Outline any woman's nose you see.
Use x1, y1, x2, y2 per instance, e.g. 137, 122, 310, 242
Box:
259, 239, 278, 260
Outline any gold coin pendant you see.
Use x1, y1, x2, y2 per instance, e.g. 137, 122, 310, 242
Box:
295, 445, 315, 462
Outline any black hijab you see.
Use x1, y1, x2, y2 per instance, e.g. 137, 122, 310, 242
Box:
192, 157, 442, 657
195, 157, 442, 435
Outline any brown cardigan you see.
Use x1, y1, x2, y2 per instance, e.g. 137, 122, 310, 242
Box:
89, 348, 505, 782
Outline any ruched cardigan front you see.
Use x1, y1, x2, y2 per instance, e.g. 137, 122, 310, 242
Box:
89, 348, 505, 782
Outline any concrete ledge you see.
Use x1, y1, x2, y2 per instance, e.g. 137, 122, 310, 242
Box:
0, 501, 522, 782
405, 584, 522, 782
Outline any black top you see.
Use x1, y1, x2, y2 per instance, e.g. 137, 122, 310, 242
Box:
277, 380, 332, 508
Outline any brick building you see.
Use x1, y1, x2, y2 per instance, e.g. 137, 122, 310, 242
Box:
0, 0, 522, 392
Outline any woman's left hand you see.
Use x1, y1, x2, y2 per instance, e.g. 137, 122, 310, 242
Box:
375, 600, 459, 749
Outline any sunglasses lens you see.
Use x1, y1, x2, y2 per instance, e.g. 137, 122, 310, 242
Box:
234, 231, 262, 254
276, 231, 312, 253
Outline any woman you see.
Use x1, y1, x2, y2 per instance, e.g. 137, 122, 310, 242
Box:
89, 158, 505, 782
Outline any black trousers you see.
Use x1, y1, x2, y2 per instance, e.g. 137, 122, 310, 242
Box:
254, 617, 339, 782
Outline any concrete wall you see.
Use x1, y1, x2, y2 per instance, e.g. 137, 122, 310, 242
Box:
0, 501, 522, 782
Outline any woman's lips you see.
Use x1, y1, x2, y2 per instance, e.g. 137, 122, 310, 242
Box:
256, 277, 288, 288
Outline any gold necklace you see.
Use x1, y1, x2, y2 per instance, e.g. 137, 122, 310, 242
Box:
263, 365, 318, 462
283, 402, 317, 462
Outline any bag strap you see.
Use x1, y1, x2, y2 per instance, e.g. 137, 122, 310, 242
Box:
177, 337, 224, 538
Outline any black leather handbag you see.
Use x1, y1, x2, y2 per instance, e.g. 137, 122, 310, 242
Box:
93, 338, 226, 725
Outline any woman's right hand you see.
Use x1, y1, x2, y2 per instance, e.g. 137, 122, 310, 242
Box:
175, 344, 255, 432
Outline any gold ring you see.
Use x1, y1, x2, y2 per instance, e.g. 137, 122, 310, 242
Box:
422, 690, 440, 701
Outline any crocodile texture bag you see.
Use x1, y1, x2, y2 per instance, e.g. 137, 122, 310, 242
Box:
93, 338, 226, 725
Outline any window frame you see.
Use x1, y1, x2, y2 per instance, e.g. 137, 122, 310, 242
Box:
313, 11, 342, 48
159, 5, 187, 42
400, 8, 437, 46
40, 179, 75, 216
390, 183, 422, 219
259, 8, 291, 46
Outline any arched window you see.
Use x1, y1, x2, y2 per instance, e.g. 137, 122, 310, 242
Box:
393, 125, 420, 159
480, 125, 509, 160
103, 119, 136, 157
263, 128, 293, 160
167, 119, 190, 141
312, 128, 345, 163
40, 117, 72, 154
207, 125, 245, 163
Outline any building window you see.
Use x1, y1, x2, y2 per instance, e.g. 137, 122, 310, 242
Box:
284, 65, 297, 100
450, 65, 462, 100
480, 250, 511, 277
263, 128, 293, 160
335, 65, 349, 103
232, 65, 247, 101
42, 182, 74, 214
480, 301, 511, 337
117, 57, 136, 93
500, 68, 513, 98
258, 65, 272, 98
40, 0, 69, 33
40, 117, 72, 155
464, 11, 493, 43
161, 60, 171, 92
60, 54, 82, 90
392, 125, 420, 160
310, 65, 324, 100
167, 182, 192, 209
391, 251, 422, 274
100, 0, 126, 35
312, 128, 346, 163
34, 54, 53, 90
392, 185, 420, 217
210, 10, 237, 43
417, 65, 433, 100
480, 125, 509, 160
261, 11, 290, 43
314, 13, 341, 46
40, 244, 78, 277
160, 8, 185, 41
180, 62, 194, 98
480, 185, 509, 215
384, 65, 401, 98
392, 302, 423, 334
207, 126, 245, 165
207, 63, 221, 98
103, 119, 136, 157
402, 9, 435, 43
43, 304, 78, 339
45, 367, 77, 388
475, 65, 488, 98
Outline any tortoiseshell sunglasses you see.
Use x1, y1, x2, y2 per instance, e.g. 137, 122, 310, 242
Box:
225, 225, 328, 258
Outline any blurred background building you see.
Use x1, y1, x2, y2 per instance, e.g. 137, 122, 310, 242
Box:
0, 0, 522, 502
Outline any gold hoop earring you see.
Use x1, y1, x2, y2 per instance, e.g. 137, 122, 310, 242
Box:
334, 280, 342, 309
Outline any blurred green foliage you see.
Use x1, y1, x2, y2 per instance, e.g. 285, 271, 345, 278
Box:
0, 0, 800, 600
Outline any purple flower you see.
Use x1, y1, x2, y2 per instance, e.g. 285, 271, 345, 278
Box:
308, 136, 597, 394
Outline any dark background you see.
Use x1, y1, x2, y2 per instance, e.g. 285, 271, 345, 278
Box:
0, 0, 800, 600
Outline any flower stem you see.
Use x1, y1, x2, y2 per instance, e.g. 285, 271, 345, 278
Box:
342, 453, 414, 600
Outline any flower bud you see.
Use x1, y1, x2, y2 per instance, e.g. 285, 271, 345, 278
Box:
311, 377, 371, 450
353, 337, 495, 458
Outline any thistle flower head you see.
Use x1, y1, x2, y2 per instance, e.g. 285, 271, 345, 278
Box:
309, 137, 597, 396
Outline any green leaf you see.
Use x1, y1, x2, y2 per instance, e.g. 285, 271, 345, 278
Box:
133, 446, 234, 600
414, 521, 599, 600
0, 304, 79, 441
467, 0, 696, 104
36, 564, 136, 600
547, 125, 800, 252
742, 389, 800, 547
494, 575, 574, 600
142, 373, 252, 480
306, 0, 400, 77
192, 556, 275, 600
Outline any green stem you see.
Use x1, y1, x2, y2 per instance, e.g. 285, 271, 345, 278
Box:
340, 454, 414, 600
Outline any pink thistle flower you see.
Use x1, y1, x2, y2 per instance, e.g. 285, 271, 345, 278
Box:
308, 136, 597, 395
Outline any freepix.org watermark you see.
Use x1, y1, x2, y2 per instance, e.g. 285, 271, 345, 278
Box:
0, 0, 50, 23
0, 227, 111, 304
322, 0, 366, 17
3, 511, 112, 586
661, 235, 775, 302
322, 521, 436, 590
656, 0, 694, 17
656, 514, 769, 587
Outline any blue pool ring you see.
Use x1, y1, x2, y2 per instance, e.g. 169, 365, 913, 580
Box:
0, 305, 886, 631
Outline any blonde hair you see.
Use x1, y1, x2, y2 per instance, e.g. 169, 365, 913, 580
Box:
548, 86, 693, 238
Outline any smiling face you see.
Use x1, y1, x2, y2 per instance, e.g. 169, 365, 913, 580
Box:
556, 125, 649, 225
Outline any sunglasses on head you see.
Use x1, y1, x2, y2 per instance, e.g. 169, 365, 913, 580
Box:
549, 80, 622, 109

- **Goal**:
Rewrite every line of the items above as a Markdown table with two columns, No. and Text, numbering the rows in order and omitting blank lines.

- **Solution to this problem**:
| No. | Text |
|---|---|
| 1 | Outline any woman's nose you see. |
| 2 | Use x1, y1, x2, y2 per instance, e.g. 137, 122, 310, 242 |
| 3 | Box: |
| 4 | 259, 239, 278, 260 |
| 5 | Outline any gold coin pendant you see. |
| 6 | Use x1, y1, x2, y2 per instance, e.g. 137, 122, 310, 242 |
| 7 | Box: |
| 8 | 295, 445, 315, 462 |
| 9 | Outline any black hijab you see. |
| 10 | Use x1, y1, x2, y2 per instance, e.g. 137, 122, 310, 242 |
| 11 | Box: |
| 12 | 192, 157, 442, 657 |
| 13 | 195, 157, 442, 435 |
| 14 | Outline any brown cardigan you see. |
| 15 | Use x1, y1, x2, y2 per instance, e.g. 137, 122, 310, 242 |
| 16 | Box: |
| 17 | 89, 348, 505, 782 |
| 18 | Outline any ruched cardigan front you see. |
| 19 | Use x1, y1, x2, y2 per instance, e.g. 137, 122, 310, 242 |
| 20 | Box: |
| 21 | 89, 348, 505, 782 |
| 22 | Outline any concrete ledge you see. |
| 23 | Use x1, y1, x2, y2 per instance, e.g. 137, 122, 310, 242 |
| 24 | Box: |
| 25 | 0, 501, 522, 782 |
| 26 | 405, 584, 522, 782 |
| 27 | Outline any black top you see. |
| 28 | Use x1, y1, x2, y2 per instance, e.g. 137, 122, 310, 242 |
| 29 | Box: |
| 30 | 277, 380, 332, 508 |
| 31 | Outline any brick building you see. |
| 32 | Use x1, y1, x2, y2 per instance, e.g. 137, 122, 310, 242 |
| 33 | Box: |
| 34 | 0, 0, 522, 392 |
| 35 | Outline any woman's left hand you see. |
| 36 | Use x1, y1, x2, y2 per instance, e.g. 137, 122, 310, 242 |
| 37 | Box: |
| 38 | 375, 600, 459, 749 |
| 39 | Outline any sunglasses lens you see. |
| 40 | Use x1, y1, x2, y2 per instance, e.g. 137, 122, 310, 242 |
| 41 | Box: |
| 42 | 234, 231, 262, 254 |
| 43 | 276, 231, 312, 253 |
| 44 | Outline any woman you see. |
| 45 | Use x1, y1, x2, y2 per instance, e.g. 137, 122, 310, 242 |
| 46 | Box: |
| 47 | 89, 158, 505, 782 |
| 48 | Outline any black trousers you see. |
| 49 | Use x1, y1, x2, y2 per instance, e.g. 137, 122, 310, 242 |
| 50 | Box: |
| 51 | 254, 617, 339, 782 |
| 52 | Outline any concrete wall you see. |
| 53 | Use x1, y1, x2, y2 per instance, e.g. 137, 122, 310, 242 |
| 54 | Box: |
| 55 | 0, 501, 522, 782 |
| 56 | Outline any woman's lips you see. |
| 57 | Use x1, y1, x2, y2 per instance, e.g. 137, 122, 310, 242 |
| 58 | Box: |
| 59 | 256, 277, 288, 288 |
| 60 | Outline any gold necklace you see. |
| 61 | Use x1, y1, x2, y2 per instance, e.g. 137, 122, 310, 242 |
| 62 | Box: |
| 63 | 263, 365, 318, 462 |
| 64 | 283, 402, 317, 462 |
| 65 | Outline any bag strap you see. |
| 66 | Use x1, y1, x2, y2 per instance, e.g. 137, 122, 310, 242 |
| 67 | Box: |
| 68 | 177, 337, 224, 538 |
| 69 | Outline any black leather handbag you see. |
| 70 | Use x1, y1, x2, y2 per instance, e.g. 137, 122, 310, 242 |
| 71 | Box: |
| 72 | 93, 338, 226, 725 |
| 73 | Outline any woman's right hand you see. |
| 74 | Use x1, y1, x2, y2 per instance, e.g. 137, 122, 310, 242 |
| 75 | Box: |
| 76 | 175, 344, 255, 432 |
| 77 | Outline any gold ring you see. |
| 78 | Use x1, y1, x2, y2 per instance, e.g. 137, 122, 310, 242 |
| 79 | Box: |
| 80 | 422, 690, 440, 701 |
| 81 | Outline any crocodile texture bag you see. |
| 82 | Use x1, y1, x2, y2 per instance, e.g. 137, 122, 310, 242 |
| 83 | Box: |
| 84 | 93, 338, 226, 725 |
| 85 | Outline any window frame you see. |
| 86 | Use x1, y1, x2, y2 per instance, e.g. 137, 122, 310, 242 |
| 87 | Box: |
| 88 | 313, 11, 342, 48 |
| 89 | 159, 5, 187, 42 |
| 90 | 400, 8, 437, 46 |
| 91 | 40, 179, 75, 216 |
| 92 | 390, 183, 422, 219 |
| 93 | 259, 8, 291, 46 |
| 94 | Outline any arched window you see. |
| 95 | Use x1, y1, x2, y2 per instance, e.g. 137, 122, 310, 242 |
| 96 | Box: |
| 97 | 393, 125, 420, 159 |
| 98 | 480, 125, 509, 160 |
| 99 | 103, 119, 136, 157 |
| 100 | 263, 128, 293, 160 |
| 101 | 167, 119, 190, 141 |
| 102 | 312, 128, 345, 163 |
| 103 | 40, 117, 72, 154 |
| 104 | 207, 125, 245, 163 |
| 105 | Outline any building window you see. |
| 106 | Use x1, y1, x2, y2 per instance, e.g. 137, 122, 310, 242 |
| 107 | Box: |
| 108 | 284, 65, 297, 100 |
| 109 | 450, 65, 462, 100 |
| 110 | 480, 250, 511, 277 |
| 111 | 263, 128, 293, 160 |
| 112 | 335, 65, 349, 103 |
| 113 | 232, 65, 247, 101 |
| 114 | 42, 182, 74, 214 |
| 115 | 480, 301, 511, 337 |
| 116 | 117, 57, 136, 93 |
| 117 | 500, 68, 513, 98 |
| 118 | 258, 65, 272, 98 |
| 119 | 40, 0, 69, 33 |
| 120 | 40, 117, 72, 155 |
| 121 | 464, 11, 493, 43 |
| 122 | 161, 60, 171, 92 |
| 123 | 60, 54, 82, 90 |
| 124 | 392, 125, 420, 160 |
| 125 | 310, 65, 324, 100 |
| 126 | 167, 182, 192, 209 |
| 127 | 391, 251, 422, 274 |
| 128 | 100, 0, 126, 35 |
| 129 | 312, 128, 346, 163 |
| 130 | 34, 54, 53, 90 |
| 131 | 392, 185, 420, 217 |
| 132 | 210, 10, 237, 43 |
| 133 | 417, 65, 433, 100 |
| 134 | 480, 125, 509, 160 |
| 135 | 261, 11, 290, 43 |
| 136 | 314, 13, 341, 46 |
| 137 | 40, 244, 78, 277 |
| 138 | 160, 8, 185, 41 |
| 139 | 180, 62, 194, 98 |
| 140 | 480, 185, 509, 215 |
| 141 | 384, 65, 401, 98 |
| 142 | 392, 302, 423, 334 |
| 143 | 207, 126, 245, 165 |
| 144 | 207, 63, 221, 98 |
| 145 | 103, 119, 136, 157 |
| 146 | 402, 9, 435, 43 |
| 147 | 43, 304, 78, 339 |
| 148 | 45, 367, 77, 388 |
| 149 | 475, 65, 488, 98 |
| 150 | Outline any tortoiseshell sunglasses you see. |
| 151 | Use x1, y1, x2, y2 per instance, e.g. 137, 122, 310, 242 |
| 152 | Box: |
| 153 | 225, 225, 328, 258 |
| 154 | Outline any blurred background building you see. |
| 155 | Use x1, y1, x2, y2 per instance, e.g. 137, 122, 310, 242 |
| 156 | Box: |
| 157 | 0, 0, 522, 502 |
| 158 | Outline any gold hoop earring you see. |
| 159 | Use x1, y1, x2, y2 per instance, e.g. 137, 122, 310, 242 |
| 160 | Box: |
| 161 | 334, 280, 342, 309 |
| 162 | Outline any blurred green foliage you see. |
| 163 | Use x1, y1, x2, y2 per instance, e.g. 285, 271, 345, 278 |
| 164 | Box: |
| 165 | 0, 0, 800, 600 |
| 166 | Outline any purple flower you see. |
| 167 | Use x1, y1, x2, y2 per instance, e.g. 285, 271, 345, 278 |
| 168 | Box: |
| 169 | 308, 136, 597, 394 |
| 170 | Outline any dark background you see. |
| 171 | Use x1, y1, x2, y2 per instance, e.g. 285, 271, 345, 278 |
| 172 | Box: |
| 173 | 0, 0, 800, 600 |
| 174 | Outline any flower stem you see. |
| 175 | Use x1, y1, x2, y2 per instance, e.g. 285, 271, 345, 278 |
| 176 | Box: |
| 177 | 342, 453, 414, 600 |
| 178 | Outline any flower bud you see. |
| 179 | Use x1, y1, x2, y2 per instance, e.g. 285, 271, 345, 278 |
| 180 | Box: |
| 181 | 311, 377, 371, 450 |
| 182 | 353, 337, 495, 458 |
| 183 | Outline any thistle flower head you see. |
| 184 | Use x1, y1, x2, y2 per instance, e.g. 285, 271, 345, 278 |
| 185 | Box: |
| 186 | 309, 137, 597, 396 |
| 187 | Outline any green leaf you see. |
| 188 | Use x1, y1, x2, y2 per instance, e.g. 285, 271, 345, 278 |
| 189 | Box: |
| 190 | 133, 446, 234, 600 |
| 191 | 414, 521, 599, 600 |
| 192 | 0, 304, 79, 441 |
| 193 | 467, 0, 696, 104 |
| 194 | 36, 564, 136, 600 |
| 195 | 547, 125, 800, 252 |
| 196 | 742, 389, 800, 547 |
| 197 | 494, 575, 574, 600 |
| 198 | 142, 373, 252, 480 |
| 199 | 306, 0, 400, 77 |
| 200 | 192, 556, 275, 600 |
| 201 | Outline any green stem you see. |
| 202 | Use x1, y1, x2, y2 per instance, e.g. 285, 271, 345, 278 |
| 203 | Box: |
| 204 | 340, 454, 414, 600 |
| 205 | Outline any pink thistle flower you see. |
| 206 | Use x1, y1, x2, y2 per instance, e.g. 285, 271, 345, 278 |
| 207 | Box: |
| 208 | 308, 136, 597, 395 |
| 209 | Outline any freepix.org watermark you see. |
| 210 | Use x1, y1, x2, y2 per instance, e.g. 285, 271, 345, 278 |
| 211 | Box: |
| 212 | 0, 0, 50, 23 |
| 213 | 0, 227, 111, 304 |
| 214 | 322, 0, 366, 17 |
| 215 | 3, 511, 112, 586 |
| 216 | 661, 235, 775, 302 |
| 217 | 322, 521, 436, 590 |
| 218 | 656, 0, 694, 17 |
| 219 | 656, 514, 769, 587 |
| 220 | Outline any blue pool ring you see. |
| 221 | Use x1, y1, x2, y2 per instance, e.g. 169, 365, 913, 580 |
| 222 | Box: |
| 223 | 0, 305, 886, 631 |
| 224 | Outline any blonde hair you see. |
| 225 | Use x1, y1, x2, y2 per instance, e.g. 169, 365, 913, 580 |
| 226 | Box: |
| 227 | 548, 86, 693, 238 |
| 228 | Outline any smiling face you see. |
| 229 | Use x1, y1, x2, y2 per instance, e.g. 169, 365, 913, 580 |
| 230 | Box: |
| 231 | 556, 125, 649, 225 |
| 232 | Outline any sunglasses on head you see. |
| 233 | Use x1, y1, x2, y2 per instance, e.g. 169, 365, 913, 580 |
| 234 | Box: |
| 235 | 549, 80, 622, 109 |